◆ TO BE DONE
Begin at the line of the material below that contains "Tag every instance of the person wearing" and stop after the line that contains "Tag every instance of the spectator". Convert those lines, both ends included, into a numbered list and leave out any blank lines.

◆ TASK MATERIAL
###
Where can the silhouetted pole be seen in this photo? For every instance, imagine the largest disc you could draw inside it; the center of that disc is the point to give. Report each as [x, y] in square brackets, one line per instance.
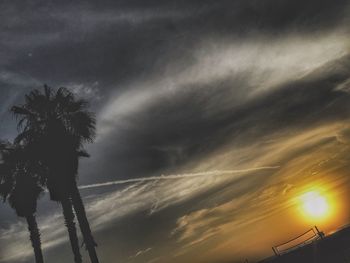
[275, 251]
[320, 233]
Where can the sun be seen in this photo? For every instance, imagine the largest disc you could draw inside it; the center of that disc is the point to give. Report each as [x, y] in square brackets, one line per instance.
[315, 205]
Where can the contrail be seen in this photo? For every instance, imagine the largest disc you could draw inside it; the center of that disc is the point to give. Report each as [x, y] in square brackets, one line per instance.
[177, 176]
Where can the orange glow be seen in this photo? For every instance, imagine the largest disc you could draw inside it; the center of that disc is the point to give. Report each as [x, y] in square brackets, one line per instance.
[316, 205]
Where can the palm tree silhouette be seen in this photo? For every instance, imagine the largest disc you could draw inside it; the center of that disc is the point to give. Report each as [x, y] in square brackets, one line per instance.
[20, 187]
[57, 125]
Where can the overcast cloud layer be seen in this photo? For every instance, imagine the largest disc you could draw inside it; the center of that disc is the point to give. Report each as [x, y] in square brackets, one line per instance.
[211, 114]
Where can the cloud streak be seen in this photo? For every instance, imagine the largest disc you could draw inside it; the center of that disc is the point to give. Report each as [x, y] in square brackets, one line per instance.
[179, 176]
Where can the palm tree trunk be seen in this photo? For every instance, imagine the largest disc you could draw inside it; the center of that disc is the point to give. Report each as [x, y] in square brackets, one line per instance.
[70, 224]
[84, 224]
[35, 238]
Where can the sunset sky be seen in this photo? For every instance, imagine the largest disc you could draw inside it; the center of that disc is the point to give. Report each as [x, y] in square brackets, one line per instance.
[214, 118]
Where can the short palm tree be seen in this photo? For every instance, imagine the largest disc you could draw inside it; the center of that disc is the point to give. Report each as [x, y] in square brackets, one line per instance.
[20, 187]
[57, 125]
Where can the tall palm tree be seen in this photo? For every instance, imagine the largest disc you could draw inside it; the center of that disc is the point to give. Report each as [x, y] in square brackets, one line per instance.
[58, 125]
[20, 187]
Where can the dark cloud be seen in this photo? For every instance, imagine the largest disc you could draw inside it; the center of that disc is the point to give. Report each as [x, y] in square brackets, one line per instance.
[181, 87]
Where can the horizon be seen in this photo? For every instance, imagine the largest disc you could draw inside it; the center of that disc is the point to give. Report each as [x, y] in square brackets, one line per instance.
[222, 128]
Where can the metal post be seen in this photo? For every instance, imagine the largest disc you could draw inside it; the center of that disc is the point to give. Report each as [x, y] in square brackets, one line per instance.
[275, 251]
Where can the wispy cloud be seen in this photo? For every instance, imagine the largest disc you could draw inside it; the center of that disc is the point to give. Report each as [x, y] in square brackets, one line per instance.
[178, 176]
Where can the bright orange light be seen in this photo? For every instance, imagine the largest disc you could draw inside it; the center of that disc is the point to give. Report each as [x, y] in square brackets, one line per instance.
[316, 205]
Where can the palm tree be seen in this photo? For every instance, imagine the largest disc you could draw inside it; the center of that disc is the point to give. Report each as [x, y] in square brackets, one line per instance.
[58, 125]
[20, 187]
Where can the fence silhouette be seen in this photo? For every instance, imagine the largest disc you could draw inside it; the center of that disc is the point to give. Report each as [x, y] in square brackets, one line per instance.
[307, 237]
###
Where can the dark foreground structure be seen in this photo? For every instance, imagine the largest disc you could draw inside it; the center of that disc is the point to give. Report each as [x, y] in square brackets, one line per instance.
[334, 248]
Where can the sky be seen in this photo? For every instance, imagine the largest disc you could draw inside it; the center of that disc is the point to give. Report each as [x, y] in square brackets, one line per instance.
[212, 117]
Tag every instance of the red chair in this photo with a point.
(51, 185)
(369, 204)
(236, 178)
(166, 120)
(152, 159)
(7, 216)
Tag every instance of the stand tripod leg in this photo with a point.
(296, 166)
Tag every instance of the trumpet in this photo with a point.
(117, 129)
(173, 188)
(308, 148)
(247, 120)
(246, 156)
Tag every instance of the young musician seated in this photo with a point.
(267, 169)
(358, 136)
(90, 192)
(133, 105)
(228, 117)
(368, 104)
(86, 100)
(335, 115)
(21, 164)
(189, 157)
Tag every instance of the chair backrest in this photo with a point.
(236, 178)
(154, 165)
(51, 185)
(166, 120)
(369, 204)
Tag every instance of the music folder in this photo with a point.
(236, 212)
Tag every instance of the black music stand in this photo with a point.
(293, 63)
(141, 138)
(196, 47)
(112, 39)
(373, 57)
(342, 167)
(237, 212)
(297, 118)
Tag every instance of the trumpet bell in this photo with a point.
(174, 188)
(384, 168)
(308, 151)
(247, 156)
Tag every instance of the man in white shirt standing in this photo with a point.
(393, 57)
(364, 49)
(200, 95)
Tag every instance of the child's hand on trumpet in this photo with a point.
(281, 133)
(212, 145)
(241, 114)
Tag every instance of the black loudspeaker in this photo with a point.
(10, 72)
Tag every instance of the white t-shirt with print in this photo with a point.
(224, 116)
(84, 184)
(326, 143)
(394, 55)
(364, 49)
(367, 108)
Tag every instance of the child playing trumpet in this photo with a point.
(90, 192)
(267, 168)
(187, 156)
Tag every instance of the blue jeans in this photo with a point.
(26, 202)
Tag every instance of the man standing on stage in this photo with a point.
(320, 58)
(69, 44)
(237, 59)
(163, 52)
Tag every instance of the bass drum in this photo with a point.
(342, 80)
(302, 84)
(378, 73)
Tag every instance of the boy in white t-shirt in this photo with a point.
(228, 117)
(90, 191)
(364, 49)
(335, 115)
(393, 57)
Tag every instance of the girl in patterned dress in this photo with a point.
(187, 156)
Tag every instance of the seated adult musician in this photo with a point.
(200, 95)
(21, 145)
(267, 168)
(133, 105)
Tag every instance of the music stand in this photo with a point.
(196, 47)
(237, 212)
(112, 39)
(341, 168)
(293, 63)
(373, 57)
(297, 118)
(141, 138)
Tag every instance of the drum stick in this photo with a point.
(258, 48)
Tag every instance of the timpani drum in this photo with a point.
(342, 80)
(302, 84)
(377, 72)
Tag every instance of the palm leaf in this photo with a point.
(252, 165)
###
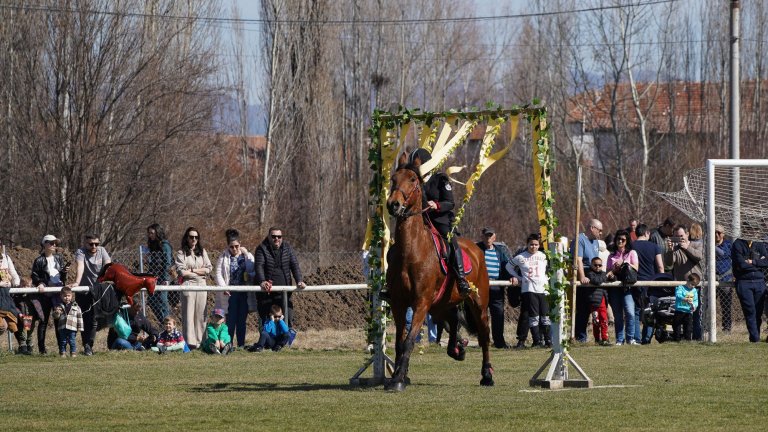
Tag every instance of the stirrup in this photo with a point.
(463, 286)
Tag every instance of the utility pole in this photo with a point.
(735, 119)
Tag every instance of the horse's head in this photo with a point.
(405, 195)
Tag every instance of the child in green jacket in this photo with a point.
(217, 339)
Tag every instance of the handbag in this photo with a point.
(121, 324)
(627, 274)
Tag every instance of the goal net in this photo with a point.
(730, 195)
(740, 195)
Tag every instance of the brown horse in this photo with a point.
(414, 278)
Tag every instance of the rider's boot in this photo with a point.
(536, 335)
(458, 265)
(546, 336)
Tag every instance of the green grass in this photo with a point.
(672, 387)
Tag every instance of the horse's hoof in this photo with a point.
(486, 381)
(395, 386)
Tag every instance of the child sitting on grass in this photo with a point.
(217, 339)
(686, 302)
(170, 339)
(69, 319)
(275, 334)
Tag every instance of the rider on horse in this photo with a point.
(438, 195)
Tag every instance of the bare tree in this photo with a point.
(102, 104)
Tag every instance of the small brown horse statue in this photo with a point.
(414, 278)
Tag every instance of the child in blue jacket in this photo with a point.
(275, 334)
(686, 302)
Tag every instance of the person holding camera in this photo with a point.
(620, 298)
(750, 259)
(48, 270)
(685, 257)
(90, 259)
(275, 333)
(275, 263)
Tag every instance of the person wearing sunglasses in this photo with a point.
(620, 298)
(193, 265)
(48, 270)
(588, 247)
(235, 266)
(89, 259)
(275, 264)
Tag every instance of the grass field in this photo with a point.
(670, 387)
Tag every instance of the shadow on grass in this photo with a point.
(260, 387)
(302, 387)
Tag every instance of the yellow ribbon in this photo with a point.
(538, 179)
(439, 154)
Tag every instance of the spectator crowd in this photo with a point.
###
◆ EXPECTED ANSWER
1. Tag every instance of the person wearing sunglasses in this photo with a point.
2. (620, 298)
3. (193, 265)
4. (48, 270)
5. (588, 247)
6. (235, 266)
7. (89, 259)
8. (275, 264)
9. Tag every instance of the grass field in this photo with a point.
10. (670, 387)
11. Tag every instance of the shadow on grass in this photo with a point.
12. (260, 387)
13. (302, 387)
14. Tag every instance of the yellow ribbon in this photo with a point.
15. (538, 179)
16. (439, 154)
17. Tag every instance of the spectator crowd in this photo with a point.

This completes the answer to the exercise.